Source records:
"""

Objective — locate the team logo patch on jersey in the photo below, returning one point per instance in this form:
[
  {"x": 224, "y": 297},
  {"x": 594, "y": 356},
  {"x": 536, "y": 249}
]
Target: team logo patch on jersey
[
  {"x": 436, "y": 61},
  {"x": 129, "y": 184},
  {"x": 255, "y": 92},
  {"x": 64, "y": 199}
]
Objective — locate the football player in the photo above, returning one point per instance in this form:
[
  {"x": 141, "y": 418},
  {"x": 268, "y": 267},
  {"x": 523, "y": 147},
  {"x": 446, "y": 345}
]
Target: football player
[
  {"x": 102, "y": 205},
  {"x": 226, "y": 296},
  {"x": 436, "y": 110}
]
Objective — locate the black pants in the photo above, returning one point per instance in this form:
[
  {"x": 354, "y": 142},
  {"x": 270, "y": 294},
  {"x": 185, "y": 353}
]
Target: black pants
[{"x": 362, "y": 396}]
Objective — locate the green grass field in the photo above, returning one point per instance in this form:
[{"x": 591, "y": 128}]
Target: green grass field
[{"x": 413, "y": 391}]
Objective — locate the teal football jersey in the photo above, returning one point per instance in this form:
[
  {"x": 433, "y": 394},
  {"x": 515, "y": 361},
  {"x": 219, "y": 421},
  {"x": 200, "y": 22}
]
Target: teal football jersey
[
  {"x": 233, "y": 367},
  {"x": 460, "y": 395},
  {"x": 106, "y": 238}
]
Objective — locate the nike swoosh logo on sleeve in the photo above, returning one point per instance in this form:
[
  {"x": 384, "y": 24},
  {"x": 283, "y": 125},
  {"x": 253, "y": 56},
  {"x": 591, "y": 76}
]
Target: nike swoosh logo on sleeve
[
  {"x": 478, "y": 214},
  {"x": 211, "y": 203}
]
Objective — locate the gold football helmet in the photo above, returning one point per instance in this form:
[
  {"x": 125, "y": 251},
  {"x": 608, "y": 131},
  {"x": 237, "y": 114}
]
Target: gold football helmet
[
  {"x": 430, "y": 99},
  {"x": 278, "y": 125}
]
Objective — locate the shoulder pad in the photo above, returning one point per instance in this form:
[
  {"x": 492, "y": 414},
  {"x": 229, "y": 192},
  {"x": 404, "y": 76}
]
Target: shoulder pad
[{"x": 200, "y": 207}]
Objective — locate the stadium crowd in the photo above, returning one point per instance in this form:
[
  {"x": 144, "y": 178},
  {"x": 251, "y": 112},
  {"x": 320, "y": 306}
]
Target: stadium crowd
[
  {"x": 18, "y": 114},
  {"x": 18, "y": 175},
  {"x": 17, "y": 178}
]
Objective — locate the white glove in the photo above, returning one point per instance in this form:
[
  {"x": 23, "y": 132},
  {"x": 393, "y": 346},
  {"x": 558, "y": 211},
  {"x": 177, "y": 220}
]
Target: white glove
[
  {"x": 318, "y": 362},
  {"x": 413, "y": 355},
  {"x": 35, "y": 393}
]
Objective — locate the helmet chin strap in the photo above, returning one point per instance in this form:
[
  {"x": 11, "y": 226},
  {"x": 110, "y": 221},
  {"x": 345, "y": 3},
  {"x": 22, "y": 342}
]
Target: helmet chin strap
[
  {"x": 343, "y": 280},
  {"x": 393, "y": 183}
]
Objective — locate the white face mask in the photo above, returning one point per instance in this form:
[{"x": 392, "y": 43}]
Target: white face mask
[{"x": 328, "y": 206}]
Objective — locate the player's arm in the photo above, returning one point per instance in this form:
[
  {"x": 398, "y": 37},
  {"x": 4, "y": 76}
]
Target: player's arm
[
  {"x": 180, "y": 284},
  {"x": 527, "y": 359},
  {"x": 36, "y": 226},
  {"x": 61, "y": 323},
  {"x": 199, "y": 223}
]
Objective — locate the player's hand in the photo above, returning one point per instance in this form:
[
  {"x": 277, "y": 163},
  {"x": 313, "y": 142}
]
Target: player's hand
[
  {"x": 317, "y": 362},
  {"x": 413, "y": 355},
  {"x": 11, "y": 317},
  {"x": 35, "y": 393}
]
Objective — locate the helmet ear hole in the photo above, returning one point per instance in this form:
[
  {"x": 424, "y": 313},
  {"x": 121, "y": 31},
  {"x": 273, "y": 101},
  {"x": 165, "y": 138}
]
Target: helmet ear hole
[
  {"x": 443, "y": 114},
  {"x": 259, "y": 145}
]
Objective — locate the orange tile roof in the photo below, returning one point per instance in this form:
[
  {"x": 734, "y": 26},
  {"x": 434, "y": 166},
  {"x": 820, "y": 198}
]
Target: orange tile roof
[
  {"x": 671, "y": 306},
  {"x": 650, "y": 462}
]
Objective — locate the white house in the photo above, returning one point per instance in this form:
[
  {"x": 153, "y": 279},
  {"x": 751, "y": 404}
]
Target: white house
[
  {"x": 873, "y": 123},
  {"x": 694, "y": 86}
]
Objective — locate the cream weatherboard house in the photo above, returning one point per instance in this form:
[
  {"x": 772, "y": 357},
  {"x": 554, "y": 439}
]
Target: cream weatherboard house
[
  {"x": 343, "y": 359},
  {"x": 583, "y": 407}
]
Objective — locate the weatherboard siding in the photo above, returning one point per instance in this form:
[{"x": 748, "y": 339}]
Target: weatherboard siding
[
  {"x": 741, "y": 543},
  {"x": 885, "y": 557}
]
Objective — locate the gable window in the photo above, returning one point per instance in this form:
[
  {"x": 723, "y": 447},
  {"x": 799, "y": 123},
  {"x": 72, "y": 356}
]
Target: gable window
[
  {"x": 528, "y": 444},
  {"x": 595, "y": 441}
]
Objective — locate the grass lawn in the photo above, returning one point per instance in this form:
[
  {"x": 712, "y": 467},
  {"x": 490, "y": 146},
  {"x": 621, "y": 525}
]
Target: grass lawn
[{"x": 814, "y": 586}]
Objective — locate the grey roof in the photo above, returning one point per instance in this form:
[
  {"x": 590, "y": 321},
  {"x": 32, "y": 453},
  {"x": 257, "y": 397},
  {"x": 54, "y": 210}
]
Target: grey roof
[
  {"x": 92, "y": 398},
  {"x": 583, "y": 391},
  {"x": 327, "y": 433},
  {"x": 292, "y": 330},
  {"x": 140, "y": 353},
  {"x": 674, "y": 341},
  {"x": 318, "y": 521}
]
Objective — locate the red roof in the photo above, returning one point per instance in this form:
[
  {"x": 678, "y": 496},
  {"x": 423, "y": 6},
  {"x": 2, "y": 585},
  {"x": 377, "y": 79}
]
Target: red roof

"""

■ **Task statement**: Copy every record above exactly as it appears.

■ **Final answer**:
Objective — locate the team logo patch on jersey in the photo below, returning one point per instance in this form:
[
  {"x": 224, "y": 297},
  {"x": 594, "y": 356},
  {"x": 536, "y": 249}
]
Target: team logo patch on jersey
[
  {"x": 436, "y": 61},
  {"x": 129, "y": 184},
  {"x": 255, "y": 92},
  {"x": 64, "y": 199}
]
Objective — locate the football player in the photo above, returning one point per instance in this form:
[
  {"x": 141, "y": 418},
  {"x": 268, "y": 267},
  {"x": 523, "y": 147},
  {"x": 446, "y": 345}
]
Target: football player
[
  {"x": 102, "y": 205},
  {"x": 226, "y": 296},
  {"x": 436, "y": 110}
]
Objective — locate the black pants in the photo above, returning one point per instance in this form:
[
  {"x": 354, "y": 142},
  {"x": 270, "y": 294},
  {"x": 185, "y": 353}
]
Target: black pants
[{"x": 362, "y": 396}]
Objective — locate the green grass field in the photo above, returning one point per instance in this form:
[{"x": 591, "y": 128}]
Target: green grass field
[{"x": 413, "y": 391}]
Objective — locate the teal football jersey in the photo above, returning one point per instance in this form:
[
  {"x": 433, "y": 394},
  {"x": 515, "y": 361},
  {"x": 219, "y": 421},
  {"x": 200, "y": 22}
]
Target: teal football jersey
[
  {"x": 233, "y": 367},
  {"x": 460, "y": 395},
  {"x": 106, "y": 238}
]
Objective — locate the nike swoosh logo on sleeve in the photo above, returning one point per instance in this form:
[
  {"x": 384, "y": 24},
  {"x": 283, "y": 125},
  {"x": 253, "y": 56},
  {"x": 591, "y": 76}
]
Target: nike swoosh logo on sleeve
[
  {"x": 478, "y": 214},
  {"x": 211, "y": 203}
]
Objective — locate the gold football helmet in the photo above, returning one point per instance in this form:
[
  {"x": 125, "y": 251},
  {"x": 608, "y": 131},
  {"x": 237, "y": 114}
]
Target: gold football helmet
[
  {"x": 430, "y": 99},
  {"x": 278, "y": 125}
]
Objective — locate the shoulder pad in the photo above, returning one point per instance in this form:
[
  {"x": 492, "y": 414},
  {"x": 229, "y": 192},
  {"x": 404, "y": 76}
]
Target: shoulder pad
[{"x": 200, "y": 207}]
Objective — locate the stadium crowd in the photo above, returning one point per instance in this form:
[
  {"x": 144, "y": 178},
  {"x": 251, "y": 112},
  {"x": 320, "y": 306}
]
Target: stadium crowd
[
  {"x": 18, "y": 114},
  {"x": 18, "y": 175},
  {"x": 17, "y": 178}
]
Objective — locate the white glove in the photo above, returning one point per instance in this form:
[
  {"x": 23, "y": 132},
  {"x": 393, "y": 346},
  {"x": 558, "y": 211},
  {"x": 177, "y": 220}
]
Target: white glove
[
  {"x": 318, "y": 362},
  {"x": 413, "y": 355},
  {"x": 35, "y": 393}
]
Objective — locate the helmet chin strap in the photo above, returning one point per instance in this form:
[
  {"x": 11, "y": 226},
  {"x": 110, "y": 221},
  {"x": 345, "y": 3},
  {"x": 22, "y": 342}
]
Target: helmet chin strap
[
  {"x": 343, "y": 280},
  {"x": 393, "y": 183}
]
Objective — locate the white face mask in the photo above, returning one point per instance in this form:
[{"x": 392, "y": 43}]
Target: white face mask
[{"x": 328, "y": 206}]
Objective — locate the player's arm in the photo above, returning one point per instance in this form:
[
  {"x": 398, "y": 37},
  {"x": 4, "y": 76}
]
Target: player's arm
[
  {"x": 180, "y": 284},
  {"x": 527, "y": 359},
  {"x": 36, "y": 226},
  {"x": 61, "y": 323},
  {"x": 199, "y": 223}
]
Objective — locate the player's hand in the photo above, returning one point per instance in this form:
[
  {"x": 277, "y": 163},
  {"x": 313, "y": 142}
]
Target: player's hand
[
  {"x": 317, "y": 362},
  {"x": 413, "y": 355},
  {"x": 11, "y": 317},
  {"x": 35, "y": 393}
]
Objective — locate the helmet ear hole in the photo above, returning one point per instance in this form:
[
  {"x": 424, "y": 313},
  {"x": 121, "y": 31},
  {"x": 273, "y": 101},
  {"x": 165, "y": 138}
]
Target: helmet ear hole
[
  {"x": 443, "y": 114},
  {"x": 259, "y": 145}
]
Objective — locate the orange tile roof in the photo below, returning one point per instance in this form:
[
  {"x": 734, "y": 26},
  {"x": 434, "y": 166},
  {"x": 820, "y": 198}
]
Target: orange tile roof
[
  {"x": 671, "y": 306},
  {"x": 650, "y": 462}
]
Objective — locate the white house in the photo above, returning one point per instance in this form:
[
  {"x": 153, "y": 279},
  {"x": 751, "y": 404}
]
Target: white house
[
  {"x": 873, "y": 123},
  {"x": 694, "y": 86}
]
Objective — locate the cream weatherboard house in the photo above, returning one point per instance in this form:
[
  {"x": 772, "y": 357},
  {"x": 554, "y": 439}
]
Target: cream weatherboard house
[
  {"x": 343, "y": 359},
  {"x": 583, "y": 407}
]
Objective — locate the weatherboard siding in the photo above, returning one point per instance in this form:
[{"x": 748, "y": 339}]
Target: weatherboard siding
[
  {"x": 741, "y": 543},
  {"x": 885, "y": 557}
]
Objective — locate the gable window in the photo above, returning one point per instance in this form:
[
  {"x": 723, "y": 447},
  {"x": 799, "y": 123},
  {"x": 72, "y": 356}
]
Target: gable window
[
  {"x": 528, "y": 444},
  {"x": 595, "y": 441}
]
Objective — locate the grass lawn in the photo above, returning one point per instance in this form:
[
  {"x": 712, "y": 467},
  {"x": 490, "y": 146},
  {"x": 621, "y": 525}
]
Target: grass lawn
[{"x": 814, "y": 586}]
Objective — locate the grey roof in the photo above, returning one point per instance in this form:
[
  {"x": 590, "y": 321},
  {"x": 32, "y": 453},
  {"x": 257, "y": 397},
  {"x": 54, "y": 210}
]
Target: grey roof
[
  {"x": 92, "y": 398},
  {"x": 583, "y": 391},
  {"x": 327, "y": 433},
  {"x": 292, "y": 330},
  {"x": 140, "y": 353},
  {"x": 674, "y": 341},
  {"x": 318, "y": 521}
]
Objective — locate the red roof in the photo above, returning one point per instance in this form:
[
  {"x": 678, "y": 496},
  {"x": 423, "y": 6},
  {"x": 2, "y": 585},
  {"x": 377, "y": 79}
]
Target: red roof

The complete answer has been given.